Gemme dal Vangelo di Giovanni
LO SPIRITO di Geova ispirò l’anziano apostolo Giovanni a mettere per iscritto un commovente racconto della vita e del ministero di Gesù Cristo. Questo Vangelo fu scritto a Efeso o nelle vicinanze verso il 98 E.V. Ma quali aspetti caratterizzano questo racconto? E quali sono alcune delle gemme che contiene?
In gran parte complementare
Giovanni fu selettivo, e ripeté poche delle cose già scritte da Matteo, Marco e Luca. Infatti il suo racconto quale testimone oculare è in gran parte complementare, in quanto per oltre il 90 per cento tratta argomenti non menzionati negli altri Vangeli. Ad esempio, solo Giovanni ci parla dell’esistenza preumana di Gesù e dice che “la Parola è divenuta carne”. (1:1-14) Mentre gli altri evangelisti dicono che Gesù purificò il tempio alla fine del suo ministero, Giovanni dice che Cristo lo fece anche all’inizio. (2:13-17) Solo l’anziano apostolo ci racconta alcuni miracoli compiuti da Gesù, come l’acqua trasformata in vino, la risurrezione di Lazzaro e la pesca miracolosa dopo la Sua risurrezione. — 2:1-11; 11:38-44; 21:4-14.

#### VOCI DEL DATASET:
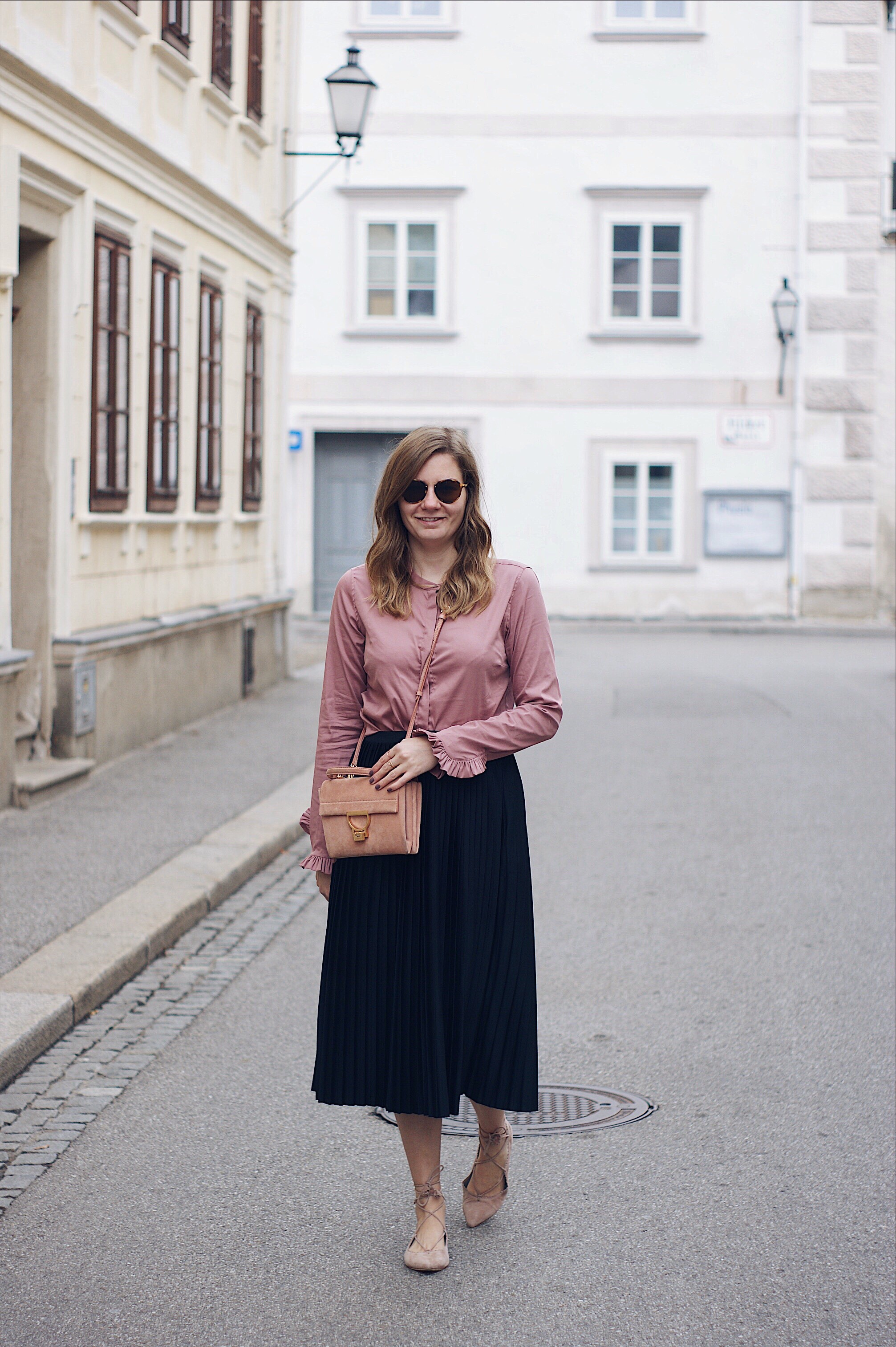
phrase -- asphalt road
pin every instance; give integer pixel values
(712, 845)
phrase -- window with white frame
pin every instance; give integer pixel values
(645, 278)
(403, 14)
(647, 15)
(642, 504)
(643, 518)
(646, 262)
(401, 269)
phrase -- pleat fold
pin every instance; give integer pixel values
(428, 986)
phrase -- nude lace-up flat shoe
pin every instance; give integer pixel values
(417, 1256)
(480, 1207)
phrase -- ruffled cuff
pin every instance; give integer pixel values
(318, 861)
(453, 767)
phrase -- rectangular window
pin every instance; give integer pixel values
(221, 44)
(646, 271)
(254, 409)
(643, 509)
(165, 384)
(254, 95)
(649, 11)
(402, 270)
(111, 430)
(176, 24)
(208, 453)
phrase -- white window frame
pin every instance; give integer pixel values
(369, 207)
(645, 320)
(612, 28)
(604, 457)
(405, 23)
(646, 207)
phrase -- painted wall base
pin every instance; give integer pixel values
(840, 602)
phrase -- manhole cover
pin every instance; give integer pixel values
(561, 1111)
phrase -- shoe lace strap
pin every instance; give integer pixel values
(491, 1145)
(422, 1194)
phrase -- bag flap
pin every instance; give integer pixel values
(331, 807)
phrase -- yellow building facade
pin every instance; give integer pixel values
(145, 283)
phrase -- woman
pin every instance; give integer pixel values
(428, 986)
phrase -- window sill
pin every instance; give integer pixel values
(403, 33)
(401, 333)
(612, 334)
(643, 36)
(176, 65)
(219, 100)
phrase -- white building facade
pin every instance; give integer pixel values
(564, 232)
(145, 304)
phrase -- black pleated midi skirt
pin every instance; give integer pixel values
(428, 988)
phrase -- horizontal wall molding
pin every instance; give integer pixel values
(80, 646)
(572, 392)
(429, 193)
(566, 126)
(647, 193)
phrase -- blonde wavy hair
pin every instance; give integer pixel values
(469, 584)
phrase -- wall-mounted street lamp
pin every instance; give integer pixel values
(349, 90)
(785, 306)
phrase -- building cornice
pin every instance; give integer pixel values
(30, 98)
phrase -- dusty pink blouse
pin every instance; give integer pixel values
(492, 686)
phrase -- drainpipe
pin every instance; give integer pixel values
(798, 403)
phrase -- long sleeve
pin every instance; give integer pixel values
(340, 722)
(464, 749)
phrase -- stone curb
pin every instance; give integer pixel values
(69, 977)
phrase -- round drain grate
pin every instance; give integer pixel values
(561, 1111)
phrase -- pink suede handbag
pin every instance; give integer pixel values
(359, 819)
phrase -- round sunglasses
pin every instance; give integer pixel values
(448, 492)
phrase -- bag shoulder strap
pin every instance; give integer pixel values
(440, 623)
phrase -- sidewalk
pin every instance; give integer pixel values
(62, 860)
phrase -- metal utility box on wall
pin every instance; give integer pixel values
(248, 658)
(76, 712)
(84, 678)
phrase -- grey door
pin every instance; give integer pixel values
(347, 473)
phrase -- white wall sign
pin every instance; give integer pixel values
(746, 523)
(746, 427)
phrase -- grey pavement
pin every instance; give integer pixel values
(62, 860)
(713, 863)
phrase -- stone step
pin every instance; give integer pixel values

#### ESERCIZIO SCRITTO A:
Elenca i miracoli di Gesù che, secondo il testo sul Vangelo di Giovanni, soltanto Giovanni racconta.
#### ESERCIZIO SCRITTO B:
Nel testo sul Vangelo di Giovanni, quale quota del racconto tratta argomenti non menzionati negli altri Vangeli?

#### RISPOSTA CORRETTA A:
L’acqua trasformata in vino, la risurrezione di Lazzaro e la pesca miracolosa dopo la risurrezione di Gesù.

#### RISPOSTA CORRETTA B:
Oltre il 90 per cento.